Data extracted from a collection:

Content starts

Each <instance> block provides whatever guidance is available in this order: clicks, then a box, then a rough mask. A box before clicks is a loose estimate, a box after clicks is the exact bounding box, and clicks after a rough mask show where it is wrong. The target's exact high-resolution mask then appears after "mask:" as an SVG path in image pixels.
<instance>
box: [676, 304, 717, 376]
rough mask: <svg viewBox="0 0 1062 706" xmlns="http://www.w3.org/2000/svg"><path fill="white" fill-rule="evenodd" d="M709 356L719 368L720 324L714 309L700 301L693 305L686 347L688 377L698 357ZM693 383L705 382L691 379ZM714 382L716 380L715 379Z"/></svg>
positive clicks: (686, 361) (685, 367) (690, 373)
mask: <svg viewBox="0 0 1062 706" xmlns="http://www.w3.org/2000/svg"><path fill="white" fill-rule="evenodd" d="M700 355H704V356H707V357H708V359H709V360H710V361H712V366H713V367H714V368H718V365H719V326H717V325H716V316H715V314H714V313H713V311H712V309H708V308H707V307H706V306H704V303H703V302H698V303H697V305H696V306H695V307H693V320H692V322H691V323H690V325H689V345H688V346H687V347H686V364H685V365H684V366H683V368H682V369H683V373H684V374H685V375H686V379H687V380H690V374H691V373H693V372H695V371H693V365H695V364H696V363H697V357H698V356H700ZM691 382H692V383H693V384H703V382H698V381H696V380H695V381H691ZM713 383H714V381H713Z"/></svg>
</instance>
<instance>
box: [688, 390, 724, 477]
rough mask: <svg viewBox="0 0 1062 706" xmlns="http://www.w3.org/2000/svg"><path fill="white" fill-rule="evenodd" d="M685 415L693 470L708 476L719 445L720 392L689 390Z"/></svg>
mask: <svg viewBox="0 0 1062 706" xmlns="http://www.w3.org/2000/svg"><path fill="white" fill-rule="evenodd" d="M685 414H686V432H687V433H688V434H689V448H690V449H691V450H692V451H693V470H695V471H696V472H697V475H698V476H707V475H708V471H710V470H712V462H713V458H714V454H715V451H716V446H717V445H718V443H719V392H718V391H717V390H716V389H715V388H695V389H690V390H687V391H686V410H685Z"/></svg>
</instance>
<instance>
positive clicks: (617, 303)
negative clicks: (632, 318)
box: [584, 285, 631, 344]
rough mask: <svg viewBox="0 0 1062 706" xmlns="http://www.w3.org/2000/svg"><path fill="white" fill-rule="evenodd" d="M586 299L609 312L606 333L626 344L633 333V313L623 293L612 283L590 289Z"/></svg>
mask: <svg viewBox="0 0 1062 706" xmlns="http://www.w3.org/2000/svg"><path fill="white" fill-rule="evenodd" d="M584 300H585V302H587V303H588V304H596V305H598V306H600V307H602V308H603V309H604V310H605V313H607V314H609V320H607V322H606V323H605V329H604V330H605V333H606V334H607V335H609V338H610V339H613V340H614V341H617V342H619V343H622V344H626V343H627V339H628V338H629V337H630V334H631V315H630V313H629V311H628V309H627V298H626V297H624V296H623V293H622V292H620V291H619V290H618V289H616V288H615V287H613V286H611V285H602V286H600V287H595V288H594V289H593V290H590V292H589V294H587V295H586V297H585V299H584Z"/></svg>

Content ends

> [Description of the task] Could you write out all the entries exactly as given?

> [Result of this exercise]
Each <instance> block provides whatever guidance is available in this order: clicks, then a box, then a rough mask. A box before clicks is a loose estimate, a box after clicks is the exact bounding box, and clicks after a rough mask show where it is wrong. The target's exact high-resolution mask then appears after "mask:" as an SVG path in image pixels.
<instance>
box: [676, 304, 717, 376]
rough mask: <svg viewBox="0 0 1062 706" xmlns="http://www.w3.org/2000/svg"><path fill="white" fill-rule="evenodd" d="M709 356L719 368L720 324L714 309L700 301L693 305L686 347L688 377L698 357ZM693 383L705 382L691 379ZM714 382L716 380L715 379Z"/></svg>
positive clicks: (686, 361) (685, 367) (690, 373)
mask: <svg viewBox="0 0 1062 706" xmlns="http://www.w3.org/2000/svg"><path fill="white" fill-rule="evenodd" d="M700 355H704V356H707V357H708V359H709V360H710V361H712V366H713V367H714V368H718V365H719V326H717V325H716V316H715V314H714V313H713V311H712V309H708V308H707V307H706V306H704V303H703V302H698V303H697V305H696V306H695V307H693V320H692V322H691V323H690V325H689V345H688V346H687V347H686V364H685V365H684V366H683V368H682V369H683V373H684V374H685V375H686V379H687V380H690V374H691V373H693V372H695V371H693V365H695V364H696V363H697V357H698V356H700ZM691 382H692V383H693V384H703V382H698V381H696V380H695V381H691ZM713 383H714V381H713Z"/></svg>
</instance>
<instance>
box: [688, 390, 724, 477]
rough mask: <svg viewBox="0 0 1062 706" xmlns="http://www.w3.org/2000/svg"><path fill="white" fill-rule="evenodd" d="M685 415L693 470L708 476L719 445L720 392L689 390Z"/></svg>
mask: <svg viewBox="0 0 1062 706" xmlns="http://www.w3.org/2000/svg"><path fill="white" fill-rule="evenodd" d="M685 414H686V432H687V433H688V434H689V448H690V449H691V450H692V451H693V470H695V471H696V472H697V475H698V476H707V475H708V471H710V470H712V462H713V458H714V454H715V451H716V446H717V445H718V443H719V392H718V391H717V390H716V389H715V388H695V389H690V390H687V391H686V410H685Z"/></svg>
</instance>
<instance>
positive clicks: (617, 303)
negative clicks: (632, 318)
box: [584, 285, 631, 344]
rough mask: <svg viewBox="0 0 1062 706" xmlns="http://www.w3.org/2000/svg"><path fill="white" fill-rule="evenodd" d="M586 299L609 312L606 333L626 344L633 333V313L623 293L612 283L590 289Z"/></svg>
mask: <svg viewBox="0 0 1062 706" xmlns="http://www.w3.org/2000/svg"><path fill="white" fill-rule="evenodd" d="M584 300H585V302H587V303H588V304H596V305H598V306H600V307H602V308H603V309H604V310H605V313H607V314H609V320H607V322H606V323H605V329H604V330H605V333H606V334H607V335H609V338H610V339H613V340H614V341H617V342H619V343H622V344H626V343H627V339H628V338H629V337H630V334H631V315H630V313H629V311H628V309H627V298H626V297H624V296H623V293H622V292H620V291H619V290H618V289H616V288H615V287H613V286H611V285H602V286H600V287H595V288H594V289H593V290H590V292H589V294H587V295H586V297H585V299H584Z"/></svg>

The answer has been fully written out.